* [The exercise]: Copy all of the records below word for word, leaving out the pictures.
*** Recorded information ***
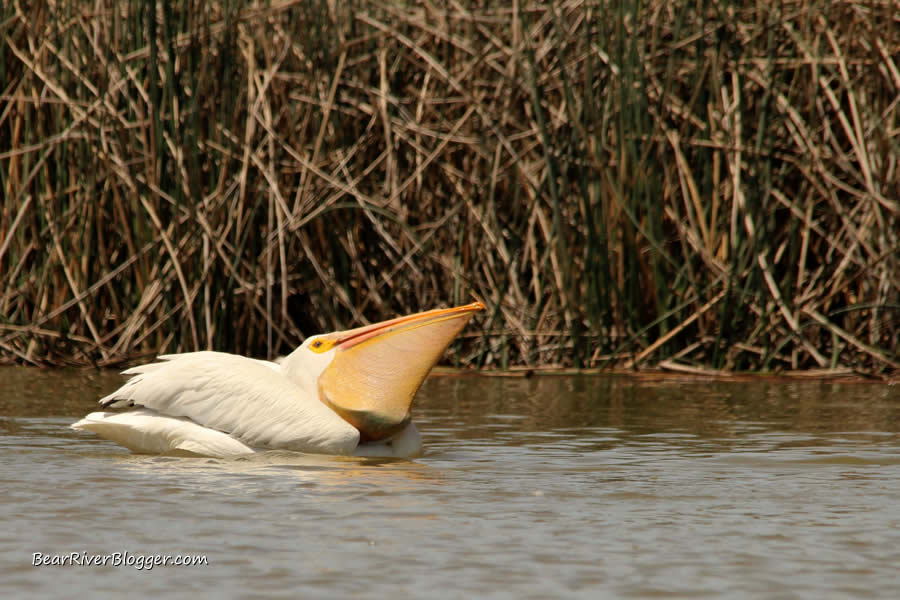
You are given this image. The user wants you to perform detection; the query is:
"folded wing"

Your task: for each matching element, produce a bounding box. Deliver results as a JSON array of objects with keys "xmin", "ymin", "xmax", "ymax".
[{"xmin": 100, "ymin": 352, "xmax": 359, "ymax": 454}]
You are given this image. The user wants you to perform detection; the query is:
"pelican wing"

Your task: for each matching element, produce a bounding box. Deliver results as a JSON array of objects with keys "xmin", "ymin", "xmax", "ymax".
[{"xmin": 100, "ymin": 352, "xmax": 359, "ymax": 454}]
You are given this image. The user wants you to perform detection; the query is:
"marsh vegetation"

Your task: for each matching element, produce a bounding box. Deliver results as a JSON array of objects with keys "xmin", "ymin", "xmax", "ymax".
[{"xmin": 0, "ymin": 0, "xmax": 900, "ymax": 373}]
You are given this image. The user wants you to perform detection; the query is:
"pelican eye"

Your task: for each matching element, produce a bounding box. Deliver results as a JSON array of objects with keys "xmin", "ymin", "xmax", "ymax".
***
* [Exercise output]:
You are given this image. The user wants you to perform detection; the query is:
"folded wing"

Your task: for each matching element, produce a bounding box. Deliver results as a JSON array of objects with keys "xmin", "ymin", "xmax", "ymax".
[{"xmin": 100, "ymin": 352, "xmax": 359, "ymax": 454}]
You are given this image. The user wants you to perform detection; the query is:
"pelican wing"

Your task: for each matching element, produce a bounding box. Deliver results as a JSON array of objects with keys "xmin", "ymin", "xmax", "ymax".
[{"xmin": 100, "ymin": 352, "xmax": 359, "ymax": 454}]
You are given this image. The user wants you to perform detection; the query is:
"marsh vegetation"

Your task: for each matching element, produce a bounding box. Deliver results as a JSON array of objects with keys "xmin", "ymin", "xmax", "ymax".
[{"xmin": 0, "ymin": 0, "xmax": 900, "ymax": 373}]
You are given this image. The user wants you to perform detection; the query is:
"pelican eye"

Your task: for each matching element, produce a bounding box. Deliver results as a JSON array of objects with keys "xmin", "ymin", "xmax", "ymax".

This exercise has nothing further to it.